**Provided information:**

-*-

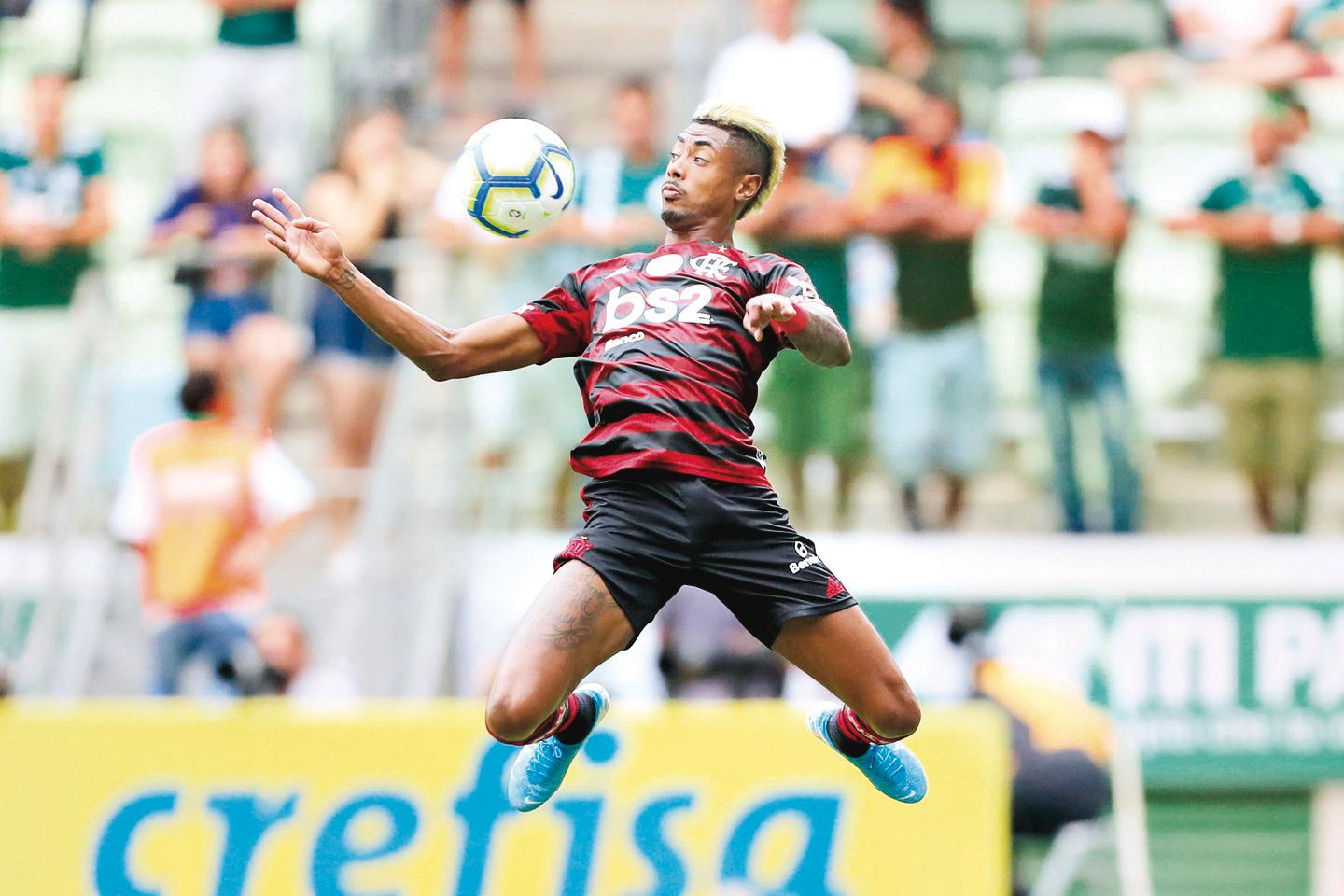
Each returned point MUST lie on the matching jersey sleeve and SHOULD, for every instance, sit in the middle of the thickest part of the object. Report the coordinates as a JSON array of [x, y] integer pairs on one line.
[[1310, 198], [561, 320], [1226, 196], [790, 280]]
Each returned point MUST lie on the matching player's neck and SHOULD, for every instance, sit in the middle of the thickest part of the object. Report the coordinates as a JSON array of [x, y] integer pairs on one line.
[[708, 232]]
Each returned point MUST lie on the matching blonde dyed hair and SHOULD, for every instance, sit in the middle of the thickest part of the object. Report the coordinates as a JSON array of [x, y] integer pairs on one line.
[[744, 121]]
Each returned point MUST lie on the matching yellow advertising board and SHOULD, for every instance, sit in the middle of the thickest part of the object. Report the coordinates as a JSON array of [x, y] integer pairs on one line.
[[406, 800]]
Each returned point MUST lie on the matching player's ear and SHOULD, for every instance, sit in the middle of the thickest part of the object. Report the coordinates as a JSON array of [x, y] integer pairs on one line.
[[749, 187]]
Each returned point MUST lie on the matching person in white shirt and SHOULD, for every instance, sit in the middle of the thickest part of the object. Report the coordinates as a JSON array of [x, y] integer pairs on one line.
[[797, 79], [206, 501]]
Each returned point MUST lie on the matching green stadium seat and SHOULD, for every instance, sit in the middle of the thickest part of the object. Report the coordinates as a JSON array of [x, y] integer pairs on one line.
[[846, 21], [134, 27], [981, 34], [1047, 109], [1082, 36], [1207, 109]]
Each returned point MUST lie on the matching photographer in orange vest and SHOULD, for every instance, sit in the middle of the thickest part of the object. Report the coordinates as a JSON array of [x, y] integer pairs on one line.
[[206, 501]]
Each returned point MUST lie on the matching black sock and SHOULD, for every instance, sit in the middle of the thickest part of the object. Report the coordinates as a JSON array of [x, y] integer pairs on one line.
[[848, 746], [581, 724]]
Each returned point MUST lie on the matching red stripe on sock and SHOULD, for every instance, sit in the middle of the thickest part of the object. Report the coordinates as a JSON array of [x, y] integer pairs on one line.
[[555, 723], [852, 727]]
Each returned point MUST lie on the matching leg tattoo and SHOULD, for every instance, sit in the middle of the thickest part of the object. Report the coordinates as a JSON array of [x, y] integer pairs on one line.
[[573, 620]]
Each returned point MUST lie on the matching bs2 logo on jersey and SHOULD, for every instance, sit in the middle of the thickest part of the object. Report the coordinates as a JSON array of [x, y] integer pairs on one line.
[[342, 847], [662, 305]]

-*-

**Requirement:** Reproduce all of the data above verbatim, but omit the pictures.

**Reply to the task:**
Each returned point MUST lie on the matching jersey sleeve and SHOULD, for every instance, sit in the middle of the thickest part of the object. Report the coordinates as a JSON array of [x, y] integer pairs on one line.
[[1310, 198], [561, 320], [1226, 196], [790, 280]]
Each returned point MUST lie on the matching player's neck and SHOULD, for every instance, sit in the middle of the thickest part of the object. Report the coordinates as a JSON array of [x, y] integer pairs on one line.
[[708, 232]]
Each returned point MUST lie on the matching blonde dyed hair and SHOULD, for every instance, sit in the middle of the thickest part of the object. Report the coordinates as a JSON array of [x, y] integer pairs on one line.
[[744, 121]]
Each returned point MUST lie on the matching yellow advertising board and SHOULD, for every instance, sit in the middle of the thickest part of the object. Report the coordinates as a JSON array of [x, y] integer pairs on one line.
[[406, 800]]
Each returned point MUST lie on the matching player's ear and SHOULD, for every instance, sit in the middle of the thickest part of the object. Report the coordinates as a JSON array of [x, y] integer pairs on one line.
[[749, 187]]
Each returned point MUST lie on the matching person in white shirt and SHOULD, for every instance, sit in the middle of the thickest part of the object. Report the coordinates as a JSON array of [x, y] integer pairs on one line.
[[797, 79], [206, 501]]
Each returned point MUST lie on the matching green stadium seat and SHOULD, for every instance, sit in the middle of the thickest part of the object. Report the coordinates as a JSON array of [x, y] integer pairs on one line.
[[846, 21], [134, 27], [981, 34], [1047, 109], [1082, 36], [1207, 109]]
Each returned point MUST lie on the matching photographer in orange vest and SHOULD, for every instance, sit in the middle of the thickest part of the object. Report the coordinates as a JSON array of [x, y] integer pairs on one line.
[[206, 501]]
Each returned point MUST lie on the matching black sock and SHOULD, for every instance, sit in the middle of the thickest part of the object. Report the coordinates as a JSON array of [x, y] integer pairs on one line.
[[848, 746], [581, 724]]
Each returned point MUST lie on the matching red stripe on sock and SHOULD, for every instance, sit in the middle of the thickest part of the object. Report the coordinates as a JSON array of [x, y] integer pairs on one line.
[[555, 723], [852, 727]]
Each returned point MUST lie on the matching leg tattoo and SHOULD, for every instance, sit in the middle of the thickest part of the object. Report the coordinates as a JSON array of [x, y] integer pairs on one line.
[[573, 620]]
Each returned point MUST lie on the matching bs2 logo on jersey and SHOULD, for every instance, sit in the middle of the thickest part of the object. Report the coordinates as a JSON array of [x, y] integer pairs on one line.
[[342, 847], [662, 305]]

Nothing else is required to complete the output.